- **Passage**:
==================================================

On Sun, Apr 24, 2011 at 3:25 AM, Mike Meyer <m...@mired.org> wrote:
[massive snip]
>> Ah, I get it. You're arguing because you have some kind of *personal*
>> issue, rather than for any logical reason.
>
> Yup.

Well, then.

>> > Sure, a hardware glitch that affects the OS means you should reboot
>> > the system.
>> And assuming you can even detect that such a glitch has occurred at
>> all (what if one hits the code doing the detecting, or the memory that
>> it uses -- or the operating system, in a way that affects that code?)
>> can you detect whether or not it hit the operating system?
>
> If your hardware doesn't take a parity fault or correct the data most
> of time it tries to read such data, you need better hardware.

We're discussing (only) whatever gets through such countermeasures, obviously.

> Anything that needs the data that's corrupt needs to be killed - which
> means that user process if the data is in user space.

But you have no way of knowing, in general, where the affected data
is, unless you have only single-bit errors and the whole system is
full of parity checks from the bottom on up (slow!), whereupon
ASSUMING there's never more than one error in a given short period of
time and ASSUMING the error-detection isn't ever itself hit by it then
you can have some sort of bus-error signal halt the affected program.
And even then, if it hits a critical OS component, boom! Blue screen
time.

> The kernel will be fine, because it can't have used the bad data without
> triggering the fault.

Unless of course the fault-detection stuff is part of what gets
affected. Then all bets are off.

>> Obviously there's little point in rebooting absent *some* evidence
>> that something is wrong.
>
> Exactly. If the kernel isn't complaining about something, that's
> exactly what you have - absence of evidence that something is wrong
> with the kernel. Some user process failing for an unknown reason
> doesn't provide any evidence that something is wrong with the kernel.

==================================================

- **Position identification records**:
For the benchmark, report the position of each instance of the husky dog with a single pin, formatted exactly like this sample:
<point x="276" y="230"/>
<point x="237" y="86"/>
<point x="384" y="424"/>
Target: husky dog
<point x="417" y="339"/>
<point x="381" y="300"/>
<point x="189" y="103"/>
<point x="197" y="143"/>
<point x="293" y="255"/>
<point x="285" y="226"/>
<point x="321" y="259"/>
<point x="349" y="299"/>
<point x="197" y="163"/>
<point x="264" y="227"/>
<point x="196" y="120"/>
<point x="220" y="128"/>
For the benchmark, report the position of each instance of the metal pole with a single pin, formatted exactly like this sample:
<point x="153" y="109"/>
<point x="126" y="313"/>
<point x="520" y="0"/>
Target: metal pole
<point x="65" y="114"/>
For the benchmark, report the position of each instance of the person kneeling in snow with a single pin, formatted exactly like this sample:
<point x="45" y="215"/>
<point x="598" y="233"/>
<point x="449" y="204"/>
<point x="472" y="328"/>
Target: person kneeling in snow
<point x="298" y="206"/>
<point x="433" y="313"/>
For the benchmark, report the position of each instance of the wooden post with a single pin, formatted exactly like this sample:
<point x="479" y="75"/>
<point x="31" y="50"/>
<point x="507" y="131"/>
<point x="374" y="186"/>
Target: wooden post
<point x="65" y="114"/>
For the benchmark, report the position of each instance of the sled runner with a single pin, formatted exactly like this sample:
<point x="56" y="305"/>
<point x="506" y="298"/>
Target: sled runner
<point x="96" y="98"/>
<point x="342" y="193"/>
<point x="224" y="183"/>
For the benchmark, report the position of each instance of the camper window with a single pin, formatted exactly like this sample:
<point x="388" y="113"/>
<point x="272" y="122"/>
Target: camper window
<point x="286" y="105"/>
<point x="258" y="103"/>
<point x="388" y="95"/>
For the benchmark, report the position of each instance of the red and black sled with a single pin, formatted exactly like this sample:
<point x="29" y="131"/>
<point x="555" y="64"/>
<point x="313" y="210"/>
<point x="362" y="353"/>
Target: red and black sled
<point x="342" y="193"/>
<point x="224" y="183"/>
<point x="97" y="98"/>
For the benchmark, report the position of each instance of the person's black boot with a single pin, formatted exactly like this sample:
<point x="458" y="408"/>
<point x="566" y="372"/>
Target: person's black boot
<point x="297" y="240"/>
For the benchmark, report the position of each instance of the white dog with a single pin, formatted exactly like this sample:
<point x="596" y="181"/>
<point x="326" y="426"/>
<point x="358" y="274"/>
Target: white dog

==================================================

- **Written tasks**:
1 - Reproduce the email thread on kernel faults between "Unless of course" and "something is wrong.", inclusive, switching "fault-detection stuff" to "error-checking logic".
2 - Carry on the email thread about kernel faults and rebooting from its last line.

- **The results**:
1 -
Unless of course the error-checking logic is part of what gets
affected. Then all bets are off.

>> Obviously there's little point in rebooting absent *some* evidence
>> that something is wrong.

2 -
As I said, depending on the user process and how rock-solid it is if
run on an ideal zero-fault hardware (e.g., a mathematical Turing
machine), a fault in it may be evidence of a hardware failure that
might have affected more of the system, or may have hit the OS in such
a way as to make it "blame" a particular userland process (for
instance, by generating a false positive in a fault detector -- well,
a true positive, since there really is a fault, but one which hits the
very bits used to specify the fault location, perhaps, or something of
the sort).

> Since neither the JVM bug nor the OS bug get fixed by restarting the
> system, and the process that has glitched will most likely be fixed
> equally well by restarting it as by rebooting the system, there's no
> evidence to indicate a problem that would be helped in any way by
> rebooting the system.

You're ignoring the third possibility, hardware glitch, which was the
whole reason for this digression to begin with. That may be fixable
only by restarting the system. And in the event it's an OS bug, the
bug itself may not be fixed, but its consequences (temporarily) will
be, given that the bug apparently lets the OS run normally for a while
before tripping over its own shoelaces. Restart it and it will run
some more before eventually tripping again, and progress can still be
made, though with annoying interruptions now and again.

>> > Nah, hardware glitches are either localized, in which case restarting
>> > just the address spaces that failed is sufficient (and has proven so
>> > in practice for years), or they're systemic, in which case you'll have
>> > failures throughout the system. It's pretty easy to tell the
>> > difference between the two and deal with them appropriately.
>> Easy for who? The system administrator? I thought we were considering
>> automated means of recovering faulting systems here.
>
> Easy for automated systems to deal with. "Foo is failing repeatedly,
> quit restarting it and escalate the issue" and "Multiple failures on
> foo, create an escalated issue" are both standard behaviors for
> application monitoring tools.

That's a heuristic approach. But it assumes that a lower-level fault
(OS, or hardware) would keep striking the same userland process. In
all likelihood, a fault that was affecting low-level features of the
system and manifested as crashes in userland processes would hit many
such processes, with long intervals between hitting a particular one
twice. So you wouldn't get "foo is failing repeatedly"; you'd just get
"there's been a higher-than-typical rate of segfaults system-wide
lately", and I don't know if this signal would rise above the noise
given a typical Unix box populated with C programs full of dodgy
pointer arithmetic. :)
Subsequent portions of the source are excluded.